Passage provided
----------------------------------------
# Help!! Spud has destroyed metal crate



## farmmom (Jan 4, 2009)

Spud has separation issues, and will destroy the house if left alone, so he gets "calming" supplement and is crated when I have to leave him. (I don't think the supplement is working, so advice in that area would help as well.) His crate is heavy wire which he has managed to break the welds in and break it so badly that it won't stay together anymore. He can't be put in the outside kennel, because he can clear the 6ft fence! I'm afraid to tie him out because of all the stray dogs, and the neighbors I can't trust not to steal him. I need HELP!!!

Spud is currently in training as an Autism service dog, so goes many places with us, but not all. I hate leaving him alone, but sometimes there is no choice. I need something that can contain him inside the house!


----------



## gapeach (Dec 23, 2011)

I believe the only thing to do is to get a heavy duty crate like they use in dog kennels.
----------------------------------------
Information shown
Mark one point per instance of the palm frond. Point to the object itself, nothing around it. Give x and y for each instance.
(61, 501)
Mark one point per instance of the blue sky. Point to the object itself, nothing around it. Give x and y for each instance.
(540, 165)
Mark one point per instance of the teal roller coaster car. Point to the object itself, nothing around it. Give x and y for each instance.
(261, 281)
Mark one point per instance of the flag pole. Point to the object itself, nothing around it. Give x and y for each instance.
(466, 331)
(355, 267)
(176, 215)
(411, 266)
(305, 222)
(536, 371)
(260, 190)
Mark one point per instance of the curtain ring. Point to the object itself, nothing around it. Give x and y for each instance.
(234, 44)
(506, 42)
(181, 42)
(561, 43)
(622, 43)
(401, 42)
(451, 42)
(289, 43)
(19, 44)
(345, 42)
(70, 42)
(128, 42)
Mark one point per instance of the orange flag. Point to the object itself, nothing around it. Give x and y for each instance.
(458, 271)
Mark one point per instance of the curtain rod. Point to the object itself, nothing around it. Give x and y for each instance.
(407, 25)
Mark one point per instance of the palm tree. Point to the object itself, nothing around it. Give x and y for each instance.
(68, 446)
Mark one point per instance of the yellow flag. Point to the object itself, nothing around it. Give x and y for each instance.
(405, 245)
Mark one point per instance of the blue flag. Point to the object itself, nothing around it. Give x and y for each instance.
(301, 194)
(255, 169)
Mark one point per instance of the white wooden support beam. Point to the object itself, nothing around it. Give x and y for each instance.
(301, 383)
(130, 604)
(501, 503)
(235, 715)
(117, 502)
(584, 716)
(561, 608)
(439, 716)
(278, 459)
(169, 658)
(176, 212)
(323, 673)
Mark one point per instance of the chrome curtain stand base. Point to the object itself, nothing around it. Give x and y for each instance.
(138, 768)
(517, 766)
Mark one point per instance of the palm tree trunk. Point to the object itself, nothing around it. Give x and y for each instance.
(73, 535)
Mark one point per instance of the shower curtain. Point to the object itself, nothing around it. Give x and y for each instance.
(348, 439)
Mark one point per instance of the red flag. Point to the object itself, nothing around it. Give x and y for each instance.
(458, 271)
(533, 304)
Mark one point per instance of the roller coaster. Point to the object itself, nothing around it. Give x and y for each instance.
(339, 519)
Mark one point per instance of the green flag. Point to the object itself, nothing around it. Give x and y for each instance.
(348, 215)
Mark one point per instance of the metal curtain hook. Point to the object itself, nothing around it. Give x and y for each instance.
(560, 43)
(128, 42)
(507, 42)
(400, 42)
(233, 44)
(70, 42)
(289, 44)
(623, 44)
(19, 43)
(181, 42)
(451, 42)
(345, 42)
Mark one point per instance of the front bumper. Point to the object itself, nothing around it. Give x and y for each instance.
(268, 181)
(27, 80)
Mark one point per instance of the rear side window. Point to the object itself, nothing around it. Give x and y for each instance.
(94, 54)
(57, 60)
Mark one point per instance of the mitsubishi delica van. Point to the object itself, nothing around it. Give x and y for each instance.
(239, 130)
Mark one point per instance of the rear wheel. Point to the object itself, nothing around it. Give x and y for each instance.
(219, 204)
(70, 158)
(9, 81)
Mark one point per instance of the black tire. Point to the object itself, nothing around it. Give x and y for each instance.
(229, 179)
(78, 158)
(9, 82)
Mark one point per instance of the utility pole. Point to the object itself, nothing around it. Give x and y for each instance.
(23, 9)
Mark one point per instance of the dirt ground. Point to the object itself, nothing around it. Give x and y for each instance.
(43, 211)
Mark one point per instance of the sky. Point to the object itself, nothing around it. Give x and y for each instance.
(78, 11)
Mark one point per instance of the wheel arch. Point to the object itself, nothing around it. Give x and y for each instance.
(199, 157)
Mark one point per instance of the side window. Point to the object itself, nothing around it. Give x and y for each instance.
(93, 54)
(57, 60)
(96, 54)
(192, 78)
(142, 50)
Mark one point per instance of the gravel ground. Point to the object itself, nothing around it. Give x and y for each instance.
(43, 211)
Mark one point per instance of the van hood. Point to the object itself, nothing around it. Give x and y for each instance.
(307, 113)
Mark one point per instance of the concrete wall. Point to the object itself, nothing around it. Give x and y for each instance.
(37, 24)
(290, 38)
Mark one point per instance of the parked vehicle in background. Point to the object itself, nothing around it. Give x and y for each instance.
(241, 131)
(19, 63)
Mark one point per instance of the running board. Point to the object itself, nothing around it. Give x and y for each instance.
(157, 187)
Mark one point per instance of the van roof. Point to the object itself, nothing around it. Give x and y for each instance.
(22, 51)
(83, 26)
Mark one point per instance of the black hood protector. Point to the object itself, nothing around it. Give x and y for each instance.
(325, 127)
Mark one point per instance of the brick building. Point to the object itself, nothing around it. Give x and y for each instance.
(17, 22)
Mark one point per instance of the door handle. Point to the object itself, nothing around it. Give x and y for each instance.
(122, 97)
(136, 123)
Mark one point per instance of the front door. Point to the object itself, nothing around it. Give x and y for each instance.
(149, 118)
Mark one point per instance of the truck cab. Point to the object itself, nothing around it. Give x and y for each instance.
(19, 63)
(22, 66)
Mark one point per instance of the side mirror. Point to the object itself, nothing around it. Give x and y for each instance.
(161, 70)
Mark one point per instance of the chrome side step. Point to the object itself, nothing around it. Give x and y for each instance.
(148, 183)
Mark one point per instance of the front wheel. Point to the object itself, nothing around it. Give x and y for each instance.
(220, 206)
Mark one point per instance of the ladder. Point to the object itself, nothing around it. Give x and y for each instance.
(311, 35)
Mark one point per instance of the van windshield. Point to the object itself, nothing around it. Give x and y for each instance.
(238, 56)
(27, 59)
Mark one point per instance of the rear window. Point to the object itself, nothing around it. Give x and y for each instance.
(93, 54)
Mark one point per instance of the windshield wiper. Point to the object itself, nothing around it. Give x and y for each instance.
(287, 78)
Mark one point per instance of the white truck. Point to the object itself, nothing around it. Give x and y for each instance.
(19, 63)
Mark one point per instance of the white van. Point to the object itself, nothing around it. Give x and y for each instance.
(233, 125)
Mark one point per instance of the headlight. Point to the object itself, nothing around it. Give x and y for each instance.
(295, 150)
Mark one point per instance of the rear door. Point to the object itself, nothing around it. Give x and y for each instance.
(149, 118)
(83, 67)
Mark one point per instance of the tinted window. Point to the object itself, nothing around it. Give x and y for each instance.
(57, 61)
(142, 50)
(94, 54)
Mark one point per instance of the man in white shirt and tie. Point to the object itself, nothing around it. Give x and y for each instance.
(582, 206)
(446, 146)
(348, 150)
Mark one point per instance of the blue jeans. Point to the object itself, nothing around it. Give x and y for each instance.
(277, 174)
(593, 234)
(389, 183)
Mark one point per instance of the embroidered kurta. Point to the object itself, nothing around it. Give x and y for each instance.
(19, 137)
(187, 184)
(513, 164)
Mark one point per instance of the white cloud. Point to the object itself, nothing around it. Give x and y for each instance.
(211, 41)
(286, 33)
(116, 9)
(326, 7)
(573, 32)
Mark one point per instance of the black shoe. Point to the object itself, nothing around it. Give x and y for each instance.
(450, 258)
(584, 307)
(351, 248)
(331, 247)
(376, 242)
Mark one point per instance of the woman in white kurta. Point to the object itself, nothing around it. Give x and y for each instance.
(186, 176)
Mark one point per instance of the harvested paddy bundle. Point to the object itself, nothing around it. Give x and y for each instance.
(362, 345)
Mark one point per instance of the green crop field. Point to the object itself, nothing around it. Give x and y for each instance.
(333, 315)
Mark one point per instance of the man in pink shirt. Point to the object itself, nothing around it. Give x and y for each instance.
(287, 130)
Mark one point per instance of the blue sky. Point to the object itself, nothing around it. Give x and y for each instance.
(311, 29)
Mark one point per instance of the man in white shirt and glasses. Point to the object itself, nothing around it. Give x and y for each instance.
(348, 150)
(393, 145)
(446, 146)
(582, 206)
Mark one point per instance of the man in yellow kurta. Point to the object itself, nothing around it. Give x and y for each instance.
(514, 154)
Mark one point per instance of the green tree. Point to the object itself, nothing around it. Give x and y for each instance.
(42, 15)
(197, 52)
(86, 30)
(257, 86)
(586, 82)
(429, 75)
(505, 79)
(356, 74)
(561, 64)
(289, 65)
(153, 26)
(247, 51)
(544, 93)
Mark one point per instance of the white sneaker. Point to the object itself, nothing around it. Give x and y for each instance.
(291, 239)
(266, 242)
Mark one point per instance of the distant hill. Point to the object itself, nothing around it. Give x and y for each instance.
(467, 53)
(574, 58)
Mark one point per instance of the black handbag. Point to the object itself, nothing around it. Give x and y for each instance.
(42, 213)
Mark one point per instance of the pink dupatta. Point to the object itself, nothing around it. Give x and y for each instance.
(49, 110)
----------------------------------------
Tasks
- 1) Return everything in the forum thread from "Spud is currently" down to "inside the house!", copied verbatim.
- 2) Retype everything in the listing from the line containing "Mark one point per instance of the distant" down to the end of the listing, both ends included, character for character.

Results for the exercise
- 1)
Spud is currently in training as an Autism service dog, so goes many places with us, but not all. I hate leaving him alone, but sometimes there is no choice. I need something that can contain him inside the house!

- 2)
Mark one point per instance of the distant hill. Point to the object itself, nothing around it. Give x and y for each instance.
(467, 53)
(574, 58)
Mark one point per instance of the black handbag. Point to the object itself, nothing around it. Give x and y for each instance.
(42, 213)
Mark one point per instance of the pink dupatta. Point to the object itself, nothing around it. Give x and y for each instance.
(49, 110)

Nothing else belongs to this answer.